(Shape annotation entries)
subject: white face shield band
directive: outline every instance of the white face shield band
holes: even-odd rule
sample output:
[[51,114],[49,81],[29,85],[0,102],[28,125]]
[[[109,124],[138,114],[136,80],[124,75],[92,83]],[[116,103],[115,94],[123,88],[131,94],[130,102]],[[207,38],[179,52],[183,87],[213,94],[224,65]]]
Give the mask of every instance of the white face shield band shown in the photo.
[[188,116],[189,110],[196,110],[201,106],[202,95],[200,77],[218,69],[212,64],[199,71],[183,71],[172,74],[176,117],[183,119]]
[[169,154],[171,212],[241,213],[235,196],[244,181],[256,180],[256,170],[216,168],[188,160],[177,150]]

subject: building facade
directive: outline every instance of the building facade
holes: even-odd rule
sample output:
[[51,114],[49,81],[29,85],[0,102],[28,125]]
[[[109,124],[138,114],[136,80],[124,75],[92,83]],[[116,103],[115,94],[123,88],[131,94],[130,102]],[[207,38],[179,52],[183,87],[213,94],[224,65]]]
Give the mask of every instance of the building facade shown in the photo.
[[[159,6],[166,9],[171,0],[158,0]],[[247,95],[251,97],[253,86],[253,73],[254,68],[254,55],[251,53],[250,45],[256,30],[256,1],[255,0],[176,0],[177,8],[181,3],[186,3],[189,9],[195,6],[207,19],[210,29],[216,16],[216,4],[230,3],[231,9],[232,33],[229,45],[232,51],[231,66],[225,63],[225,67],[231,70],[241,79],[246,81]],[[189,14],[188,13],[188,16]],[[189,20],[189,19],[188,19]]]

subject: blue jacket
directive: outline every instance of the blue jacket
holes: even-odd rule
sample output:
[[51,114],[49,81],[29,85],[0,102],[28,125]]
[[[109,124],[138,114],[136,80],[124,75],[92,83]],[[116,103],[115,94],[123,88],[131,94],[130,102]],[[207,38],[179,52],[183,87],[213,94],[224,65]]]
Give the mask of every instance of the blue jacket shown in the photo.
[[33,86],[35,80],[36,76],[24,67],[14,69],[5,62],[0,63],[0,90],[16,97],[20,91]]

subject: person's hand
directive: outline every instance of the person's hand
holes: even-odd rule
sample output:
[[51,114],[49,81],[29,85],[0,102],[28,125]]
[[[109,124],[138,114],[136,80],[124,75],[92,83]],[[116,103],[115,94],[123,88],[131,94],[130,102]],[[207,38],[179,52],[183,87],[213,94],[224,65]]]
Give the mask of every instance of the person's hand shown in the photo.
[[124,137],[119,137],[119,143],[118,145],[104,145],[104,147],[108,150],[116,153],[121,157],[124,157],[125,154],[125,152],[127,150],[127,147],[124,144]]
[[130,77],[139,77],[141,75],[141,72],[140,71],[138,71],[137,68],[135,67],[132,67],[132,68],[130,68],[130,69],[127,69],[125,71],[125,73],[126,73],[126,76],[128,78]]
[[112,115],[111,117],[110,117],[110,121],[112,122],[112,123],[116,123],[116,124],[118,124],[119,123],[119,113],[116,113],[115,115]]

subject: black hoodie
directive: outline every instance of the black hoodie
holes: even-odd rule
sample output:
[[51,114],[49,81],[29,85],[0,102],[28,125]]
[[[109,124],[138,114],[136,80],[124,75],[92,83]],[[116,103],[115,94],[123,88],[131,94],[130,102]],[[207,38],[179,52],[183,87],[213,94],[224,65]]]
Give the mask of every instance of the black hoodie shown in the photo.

Task directions. Copy all of the entries above line for line, with no changes.

Exercise output.
subject: white face shield band
directive: outline every instance of the white face shield band
holes: even-odd rule
sample output:
[[51,114],[49,81],[29,85],[0,102],[28,125]]
[[[109,124],[138,114],[136,80],[124,75],[92,83]],[[116,103],[115,94],[123,88],[131,94],[130,102]],[[207,38],[179,52],[183,87],[213,94],[224,65]]]
Give the mask of every instance of the white face shield band shown in the photo.
[[188,116],[189,110],[196,110],[201,106],[202,95],[200,77],[218,69],[212,64],[199,71],[183,71],[172,74],[176,117],[183,119]]
[[169,154],[171,212],[241,213],[235,196],[244,181],[256,180],[256,170],[216,168],[188,160],[177,150]]

subject: building facade
directive: outline every instance of the building facade
holes: even-odd rule
sample output:
[[51,114],[49,81],[29,85],[0,102],[28,125]]
[[[109,124],[138,114],[136,80],[124,75],[92,83]],[[116,103],[115,94],[123,88],[131,94],[130,102]],[[207,38],[179,52],[183,87],[213,94],[224,65]]]
Give the mask of every instance of the building facade shown in the photo.
[[[159,6],[166,9],[171,0],[158,0]],[[247,95],[251,97],[253,86],[253,73],[254,68],[254,55],[251,53],[250,45],[256,30],[256,1],[255,0],[176,0],[177,8],[181,3],[186,3],[189,9],[195,6],[207,19],[210,29],[216,16],[216,4],[230,3],[231,9],[232,33],[229,45],[232,51],[231,66],[225,63],[225,67],[231,70],[241,79],[246,81]],[[189,14],[188,13],[188,16]],[[189,20],[189,19],[188,19]]]

subject: blue jacket
directive: outline every instance of the blue jacket
holes: even-odd rule
sample output:
[[51,114],[49,81],[29,85],[0,102],[28,125]]
[[[109,124],[138,114],[136,80],[124,75],[92,83]],[[116,103],[115,94],[123,88],[131,94],[130,102]],[[207,38],[179,52],[183,87],[213,94],[224,65]]]
Give the mask of every instance of the blue jacket shown in the photo.
[[33,86],[35,80],[36,76],[24,67],[14,69],[5,62],[0,63],[0,90],[16,97],[20,91]]

subject: person's hand
directive: outline every instance of the person's hand
holes: even-odd rule
sample output:
[[51,114],[49,81],[29,85],[0,102],[28,125]]
[[[109,124],[138,114],[136,80],[124,75],[92,83]],[[116,103],[115,94],[123,88],[131,94],[130,102]],[[207,38],[179,52],[183,87],[213,94],[224,65]]]
Give the mask of every instance of the person's hand shown in the photo.
[[124,137],[119,137],[119,143],[118,145],[104,145],[104,147],[108,150],[116,153],[121,157],[124,157],[125,154],[125,152],[127,150],[127,147],[124,144]]
[[130,77],[139,77],[141,75],[141,72],[140,71],[138,71],[137,68],[135,67],[132,67],[132,68],[130,68],[130,69],[127,69],[125,71],[125,73],[126,73],[126,76],[128,78]]
[[112,115],[111,117],[110,117],[110,121],[112,122],[112,123],[116,123],[116,124],[118,124],[119,123],[119,113],[116,113],[115,115]]

subject: black hoodie
directive: outline every instance of the black hoodie
holes: even-odd rule
sample output:
[[51,114],[49,81],[29,85],[0,102],[28,125]]
[[[109,124],[138,114],[136,80],[124,75],[92,83]],[[116,103],[115,94],[123,88],[131,94],[130,102]],[[207,38],[179,52],[183,87],[213,94],[224,65]]]
Give the mask of every instance of the black hoodie shown in the photo.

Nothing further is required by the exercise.